The entries that follow need to be retyped verbatim.

[Items from a dataset]

..........

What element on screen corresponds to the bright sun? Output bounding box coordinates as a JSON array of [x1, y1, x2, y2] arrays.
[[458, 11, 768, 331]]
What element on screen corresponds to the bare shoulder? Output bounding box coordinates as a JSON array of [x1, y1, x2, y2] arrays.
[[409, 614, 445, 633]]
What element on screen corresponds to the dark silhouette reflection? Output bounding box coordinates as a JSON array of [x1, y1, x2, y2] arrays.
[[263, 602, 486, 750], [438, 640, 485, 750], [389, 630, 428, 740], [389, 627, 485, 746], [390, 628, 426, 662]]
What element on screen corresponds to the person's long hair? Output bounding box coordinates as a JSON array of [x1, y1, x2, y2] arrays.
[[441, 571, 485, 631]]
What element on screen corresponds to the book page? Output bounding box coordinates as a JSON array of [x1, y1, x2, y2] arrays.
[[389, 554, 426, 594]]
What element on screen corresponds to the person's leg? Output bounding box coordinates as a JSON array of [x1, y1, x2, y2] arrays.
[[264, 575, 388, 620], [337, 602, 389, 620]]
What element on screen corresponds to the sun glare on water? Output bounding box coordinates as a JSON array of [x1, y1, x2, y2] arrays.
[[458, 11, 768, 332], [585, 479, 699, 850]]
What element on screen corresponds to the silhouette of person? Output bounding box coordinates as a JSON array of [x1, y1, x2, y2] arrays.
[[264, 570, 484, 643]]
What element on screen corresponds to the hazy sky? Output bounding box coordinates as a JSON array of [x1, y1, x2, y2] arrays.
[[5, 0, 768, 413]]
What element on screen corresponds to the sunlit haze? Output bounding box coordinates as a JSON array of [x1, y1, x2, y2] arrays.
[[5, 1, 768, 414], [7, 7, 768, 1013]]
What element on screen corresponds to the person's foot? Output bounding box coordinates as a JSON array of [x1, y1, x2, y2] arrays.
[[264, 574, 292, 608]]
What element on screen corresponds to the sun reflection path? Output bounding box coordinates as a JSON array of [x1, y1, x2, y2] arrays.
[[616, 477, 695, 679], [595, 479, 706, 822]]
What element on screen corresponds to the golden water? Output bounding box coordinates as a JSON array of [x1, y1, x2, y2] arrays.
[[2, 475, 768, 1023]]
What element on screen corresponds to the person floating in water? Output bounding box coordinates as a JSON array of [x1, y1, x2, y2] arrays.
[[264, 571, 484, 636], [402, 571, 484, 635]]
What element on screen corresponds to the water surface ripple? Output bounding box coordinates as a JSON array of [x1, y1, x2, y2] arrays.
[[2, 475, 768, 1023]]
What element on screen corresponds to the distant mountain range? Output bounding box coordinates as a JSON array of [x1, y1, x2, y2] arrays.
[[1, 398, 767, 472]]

..........

**Reply to the exercise:**
What element on screen corresponds to the bright sun? Output bounding box coordinates as a JSON array of [x1, y1, x2, y2] arrays.
[[458, 11, 768, 331]]
What element on screen corresponds to the bare shoulder? Output bounding box coordinates as a JSON array of [x1, y1, x2, y2] arrays.
[[409, 614, 445, 633]]
What element on screen corresponds to the dark silhouette reflection? Output bounding box coordinates as a JSON array of [x1, y1, x2, y2] arrays.
[[263, 602, 486, 750], [438, 640, 485, 750], [389, 630, 428, 740], [389, 627, 485, 746], [390, 628, 426, 662]]
What element on screen corresponds to the person's long hair? Output bounding box coordinates as a JSON array of [x1, y1, x2, y2] arrays.
[[441, 571, 485, 631]]
What element on screen corresponds to the book page? Output bounding box coordinates as a JSON array of [x1, y1, x2, y2] arrays.
[[389, 554, 426, 594]]
What element on screen corresponds to the person's leg? Output bounding box coordinates as a JSON array of [x1, y1, x2, y2] arrays.
[[264, 575, 388, 620], [337, 602, 389, 620]]
What element on screen corresponds to the sun glare on water? Output bounding box coordinates as a JSON array of [x1, y1, x2, y2] arrays.
[[458, 11, 768, 332], [585, 479, 699, 850]]
What element on screen corresponds to the silhouette of person? Output bounding box coordinates as a JSON array of [x1, y1, x2, y2] arrays.
[[264, 570, 484, 643]]
What element on screen corresponds to the hazy sky? Output bounding box coordinates as a JSON array of [x1, y1, x2, y2] arrays.
[[5, 0, 768, 413]]
What element on screen corresponds to the sunlit haze? Output bounding box coordinates as a JSON array of [x1, y1, x2, y2] arrays.
[[5, 1, 768, 414], [7, 7, 768, 1013]]
What element on screen corresponds to the person's foot? Output bounding box coordinates as a JSON array of [x1, y1, x2, y2] arrays.
[[264, 574, 292, 608]]
What element on screen corresponds to the sun reflection path? Output bounding box coordinates as a JSON array of [x1, y1, x2, y2] arrays.
[[616, 477, 695, 679], [595, 479, 706, 822]]
What element on screen corresponds to the golden water? Output bounding box coordinates as a JSON array of [x1, y1, x2, y2] arrays.
[[2, 475, 768, 1023]]
What element on screen corresponds to the person floating in water? Output bounding box coordinates as a JSON array of [x1, y1, x2, y2] arrays.
[[264, 571, 484, 636], [402, 571, 484, 635]]
What element on screen corresponds to the water surface ripple? Output bounding box coordinates as a JSON array of [x1, y1, x2, y2] arrays.
[[2, 475, 768, 1023]]
What element on screen corresponds to the distant mountain range? Output bounding box coordinates as a JSON array of [x1, y1, x2, y2] arrays.
[[1, 398, 767, 472]]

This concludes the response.